1945 novel by R. K. Narayan

The English Teacher is a 1945 novel written by R. K. Narayan. It is a part of a series of novels and collections of short stories set in "Malgudi". The English Teacher was preceded by Swami and Friends (1935), The Bachelor of Arts (1937) and Malgudi Days, (1943) and followed by Mr. Sampath – The Printer of Malgudi.

This novel, dedicated to Narayan's wife Rajam, is not only autobiographical but also poignant in its intensity of feeling. The story is a series of experiences in the life of Krishna, an English teacher, and his quest for inner peace and self-development after the traumatising death of his wife.

==Plot==
As an English teacher and lecturer at Albert Mission College, Krishna has led a mundane and monotonous lifestyle comparable to that of a cow. But he also plays an important role in protecting Indian culture. His life changes when his wife, Susila, and their child, Leela, come to live with him. With their welfare on his hands, Krishna learns to be a proper husband and learns how to accept the responsibility of taking care of his family. He feels that his life has comparatively improved, as he understands that there's more meaning to life than to just teaching. The plot explores about Krishna's account on Susila's illness and events occurred afterwards. Susila might have been suffering from Malaria and Typhoid long before her symptoms appear according to research done by two Sri Lankan authors, Dr. Nishantha Karunarathna from Postgraduate Institute of Humanities and Social Sciences (PGIHS), University of Peradeniya and Mr. Lal Medawattegedara from Open University of Sri Lanka (OUSL).They even have gone on to say that Dr. Shankar is not negligent in his medical practice.
Susila eventually passes away due to typhoid complications. Krishna, destroyed by her loss, has suicidal thoughts but gives them up for the sake of his daughter, Leela. He is lost and miserable after her death, but he receives a letter from a stranger who indicates that Susila has been in contact with him and that she wants to communicate with Krishna. This makes him more collected and cheerful, leading to a journey in search of enlightenment, with the stranger acting as a medium to Susila in the spiritual world. Leela, on the other hand, goes to a preschool where Krishna gets to meet the headmaster, a profound man who cares for the students in his school and teaches them moral values through his own methods. The Headmaster puts his students as his top priority but he does not care for his own family and children, eventually leaving them on the day predicted by an astrologer as the day of his death, which did not come true. Krishna is influenced by the headmaster, eventually learning to 'communicate' with Susila on his own, thus concluding the entire story with the quote that he felt 'a moment of rare immutable joy.

==Reception==
In his critical study of Narayan's works, William Walsh called The English Teacher a "lightly buoyant, delicately developed account" of the writer's life.

It was also a Sunday Book Pick for Scroll.in, the contemporary review calling the novel as Narayan's "tenderest", "colored by his own grief" but not "devoid of humour and brevity."

DATA SUPPLIED:
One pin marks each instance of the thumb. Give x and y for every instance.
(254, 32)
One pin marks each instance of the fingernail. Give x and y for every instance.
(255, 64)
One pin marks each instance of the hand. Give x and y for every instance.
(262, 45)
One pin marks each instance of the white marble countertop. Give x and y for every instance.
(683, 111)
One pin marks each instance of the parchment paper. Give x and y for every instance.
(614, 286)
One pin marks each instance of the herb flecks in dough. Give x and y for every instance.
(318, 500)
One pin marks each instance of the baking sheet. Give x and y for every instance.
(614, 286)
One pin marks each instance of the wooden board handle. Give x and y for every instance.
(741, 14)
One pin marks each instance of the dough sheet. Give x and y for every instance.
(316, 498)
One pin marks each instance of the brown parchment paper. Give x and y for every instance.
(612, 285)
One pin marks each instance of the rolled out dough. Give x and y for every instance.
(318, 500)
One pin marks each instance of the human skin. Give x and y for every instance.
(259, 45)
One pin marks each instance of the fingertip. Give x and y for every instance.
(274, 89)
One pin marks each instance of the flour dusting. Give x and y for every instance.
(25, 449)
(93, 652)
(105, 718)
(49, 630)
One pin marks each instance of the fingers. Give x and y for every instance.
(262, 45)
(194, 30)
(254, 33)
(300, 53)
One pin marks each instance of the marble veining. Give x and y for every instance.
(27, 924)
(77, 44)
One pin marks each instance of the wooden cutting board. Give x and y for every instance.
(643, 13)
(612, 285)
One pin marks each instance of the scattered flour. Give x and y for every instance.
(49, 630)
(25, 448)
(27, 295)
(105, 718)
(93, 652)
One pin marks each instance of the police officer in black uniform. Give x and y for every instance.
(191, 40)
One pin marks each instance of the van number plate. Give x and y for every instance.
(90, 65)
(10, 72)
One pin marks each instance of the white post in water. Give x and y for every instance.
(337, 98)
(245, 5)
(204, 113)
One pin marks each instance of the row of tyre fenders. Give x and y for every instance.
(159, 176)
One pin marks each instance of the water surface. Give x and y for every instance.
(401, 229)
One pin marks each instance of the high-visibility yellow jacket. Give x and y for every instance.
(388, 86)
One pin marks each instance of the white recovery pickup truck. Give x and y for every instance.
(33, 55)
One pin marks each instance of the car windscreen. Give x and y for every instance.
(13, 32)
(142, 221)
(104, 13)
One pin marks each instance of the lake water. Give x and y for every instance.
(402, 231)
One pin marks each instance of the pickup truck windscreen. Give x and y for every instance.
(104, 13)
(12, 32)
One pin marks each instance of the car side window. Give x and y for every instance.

TASKS TO PERFORM:
a - In the passage on The English Teacher, rewrite the part that opens with the words containing "1945 novel by" and closes with "Printer of Malgudi.", replacing "written" with "authored".
b - Answer these questions from the passage on The English Teacher:
(i) To whom is the novel dedicated?
(ii) At which college does Krishna work as an English teacher and lecturer?
(iii) What did William Walsh call the novel in his critical study of Narayan's works?

RESPONSES IN ORDER:
a -
1945 novel by R. K. Narayan

The English Teacher is a 1945 novel authored by R. K. Narayan. It is a part of a series of novels and collections of short stories set in "Malgudi". The English Teacher was preceded by Swami and Friends (1935), The Bachelor of Arts (1937) and Malgudi Days, (1943) and followed by Mr. Sampath – The Printer of Malgudi.

b -
(i) Narayan's wife, Rajam.
(ii) Albert Mission College.
(iii) A "lightly buoyant, delicately developed account" of the writer's life.